Mine eyes have seen the glory of the coming of the Lord!!”
Those
were the last words Rev. Martin Luther King spoke in public, because the next
day he was shot and killed on the balcony of his Memphis motel room. As he imagined might happen (because he knew
the story of God’s people), he didn’t get to the land and the kind of society
of equality for all that he saw coming step by step through history, that he
helped people learn to believe in, and that he worked, struggled and suffered
so much to lead them towards. He died
and was buried without ever feeling the sun of that new day on his skin, and
the ground of that new world beneath his feet.
And yet,
he said, “I’m so happy tonight. I’m not
worried about anything. I’m not fearing
any man! Mine eyes have seen the glory
of the coming of the Lord!!”
It was
enough just to see it.
Is that
what Moses felt? Is that what we feel,
too, when we find ourselves caught up, as they were, in the movement and the
desire of God in our time? As King said,
“Like anybody, I would like to live a long life. Longevity has its place. But I'm not concerned about that now. I just want to do God's will.”
* * * *
I’ve
been thinking a lot about Gord Downie the last couple of weeks. Gord Downie was a poet, an activist, a
song-writer and a singer – lead singer of The Tragically Hip, a band he and
some high school friends formed in Kingston 33 years ago. Since his death just two weeks ago at age 53
of inoperable brain cancer, I cannot count the number of coffee-shop conversations
about him I have overheard, the number of radio and TV specials and
documentaries that have been aired, the number of days every second song on the
radio seems to be one by The Tragically Hip, and the number of Facebook posts,
blogs, tweets, and newspaper and magazine stories about him that have been
written.
Gord
Downie has become a national icon. Many
say it’s because he was at heart a story-teller who told the ordinary, everyday
stories of all our lives. Someone who put
up on stage the stories of our lives as individuals trying to make sense of
life, and of our life as a country trying to work out what kind of people we
are and want to be on the face of the Earth.
And one
story in particular stands out because it’s the one he completely committed
himself to tell once he knew he was dying.

STORED DATA →
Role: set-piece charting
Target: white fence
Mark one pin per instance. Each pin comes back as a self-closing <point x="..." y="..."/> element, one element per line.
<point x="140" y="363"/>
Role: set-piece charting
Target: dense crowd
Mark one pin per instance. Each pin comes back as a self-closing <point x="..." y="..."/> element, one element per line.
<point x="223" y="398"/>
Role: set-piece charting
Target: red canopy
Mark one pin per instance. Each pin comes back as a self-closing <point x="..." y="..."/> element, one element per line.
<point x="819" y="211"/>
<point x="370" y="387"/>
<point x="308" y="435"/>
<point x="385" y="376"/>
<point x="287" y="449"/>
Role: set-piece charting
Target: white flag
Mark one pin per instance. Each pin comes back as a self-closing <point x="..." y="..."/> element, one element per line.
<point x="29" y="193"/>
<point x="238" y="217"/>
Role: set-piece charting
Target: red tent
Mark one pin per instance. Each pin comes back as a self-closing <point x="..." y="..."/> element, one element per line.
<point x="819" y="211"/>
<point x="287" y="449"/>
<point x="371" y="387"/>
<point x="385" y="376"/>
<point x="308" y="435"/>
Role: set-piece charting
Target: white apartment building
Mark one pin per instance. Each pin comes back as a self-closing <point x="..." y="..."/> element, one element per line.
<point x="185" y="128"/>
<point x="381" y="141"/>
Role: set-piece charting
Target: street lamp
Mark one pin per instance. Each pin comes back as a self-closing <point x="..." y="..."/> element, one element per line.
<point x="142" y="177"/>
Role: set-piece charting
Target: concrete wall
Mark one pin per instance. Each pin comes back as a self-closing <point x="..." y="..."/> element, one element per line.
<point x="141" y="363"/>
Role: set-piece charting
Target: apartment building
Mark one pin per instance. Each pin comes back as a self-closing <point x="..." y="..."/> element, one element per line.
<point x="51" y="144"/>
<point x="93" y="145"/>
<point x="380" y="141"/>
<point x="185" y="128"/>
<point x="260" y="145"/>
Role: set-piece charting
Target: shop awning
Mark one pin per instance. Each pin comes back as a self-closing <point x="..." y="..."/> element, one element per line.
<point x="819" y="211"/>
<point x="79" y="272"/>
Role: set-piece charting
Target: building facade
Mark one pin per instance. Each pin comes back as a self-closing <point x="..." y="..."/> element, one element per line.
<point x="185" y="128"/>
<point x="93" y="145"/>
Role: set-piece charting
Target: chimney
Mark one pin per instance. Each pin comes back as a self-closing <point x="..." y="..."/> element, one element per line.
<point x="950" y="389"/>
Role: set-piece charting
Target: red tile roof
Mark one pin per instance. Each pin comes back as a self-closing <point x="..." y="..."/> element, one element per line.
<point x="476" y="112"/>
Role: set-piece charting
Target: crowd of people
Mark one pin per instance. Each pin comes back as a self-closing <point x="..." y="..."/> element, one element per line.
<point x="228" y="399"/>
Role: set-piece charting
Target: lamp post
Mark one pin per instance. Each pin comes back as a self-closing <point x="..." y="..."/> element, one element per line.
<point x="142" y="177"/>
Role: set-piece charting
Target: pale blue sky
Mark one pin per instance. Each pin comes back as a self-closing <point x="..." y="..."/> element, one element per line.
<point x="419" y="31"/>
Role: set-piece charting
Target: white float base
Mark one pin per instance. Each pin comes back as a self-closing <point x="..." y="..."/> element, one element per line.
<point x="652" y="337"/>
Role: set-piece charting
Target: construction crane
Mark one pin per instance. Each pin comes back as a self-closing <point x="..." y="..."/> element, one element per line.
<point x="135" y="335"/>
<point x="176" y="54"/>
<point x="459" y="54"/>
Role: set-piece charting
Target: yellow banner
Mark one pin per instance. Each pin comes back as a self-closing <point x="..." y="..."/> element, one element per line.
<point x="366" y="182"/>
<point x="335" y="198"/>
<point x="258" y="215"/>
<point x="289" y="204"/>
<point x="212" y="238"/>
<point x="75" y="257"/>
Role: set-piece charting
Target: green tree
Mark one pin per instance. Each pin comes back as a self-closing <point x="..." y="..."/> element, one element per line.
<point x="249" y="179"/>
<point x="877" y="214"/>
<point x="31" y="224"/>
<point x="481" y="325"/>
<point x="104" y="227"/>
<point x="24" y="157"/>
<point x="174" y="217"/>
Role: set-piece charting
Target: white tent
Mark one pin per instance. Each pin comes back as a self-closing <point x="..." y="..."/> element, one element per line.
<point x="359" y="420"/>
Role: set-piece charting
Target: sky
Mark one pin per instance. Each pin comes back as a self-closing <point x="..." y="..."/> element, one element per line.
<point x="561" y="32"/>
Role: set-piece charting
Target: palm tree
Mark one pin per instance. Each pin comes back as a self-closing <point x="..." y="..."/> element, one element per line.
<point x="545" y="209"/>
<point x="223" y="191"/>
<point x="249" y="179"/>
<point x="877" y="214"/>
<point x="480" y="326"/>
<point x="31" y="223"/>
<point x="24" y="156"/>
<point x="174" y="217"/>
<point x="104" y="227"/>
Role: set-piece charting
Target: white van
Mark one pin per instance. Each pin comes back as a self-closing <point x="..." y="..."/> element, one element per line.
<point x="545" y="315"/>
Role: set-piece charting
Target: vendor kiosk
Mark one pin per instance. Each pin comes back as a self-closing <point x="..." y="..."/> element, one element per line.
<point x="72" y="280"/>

YOUR ASSIGNMENT →
Please continue the passage about Martin Luther King and Gord Downie, starting right after its last sentence.

OUTPUT OF THE EXERCISE →
He called it “Secret Path” and it’s the story of Chanie Wenjack, a
12-year-old Anishinaabe boy who died in late Oct, 1966 in the northern Ontario wilderness after
escaping a residential school in Kenora and trying to walk home alone 400 miles
away. In Gord’s hands and through the
final months of his life, Chanie’s story became a series of songs and an
illustrated book, a movie and also a concert on stage.
And this
wasn’t just a one-off at the end, a last-minute whim. I saw something recently about a concert The
Hip put on in 2012 at a community centre in Fort Albany First Nation – a mostly-Cree
community on James Bay just south of Attawapiskat in northern Ontario. And who knows how many other things like that
they did?
Over the
years, Gord came to care deeply about the history and the current state of
Canada’s First Nations. So it made
perfect sense that at the band’s final concert and his last chance to say
something on that big a stage, he chose to speak about Canada choosing to live towards
a better future of real truth and reconciliation with the people of the First
Nations. Then he gave his final months
to do all he could to embed the story of Chanie Wenjack in the heart of the country
he loved.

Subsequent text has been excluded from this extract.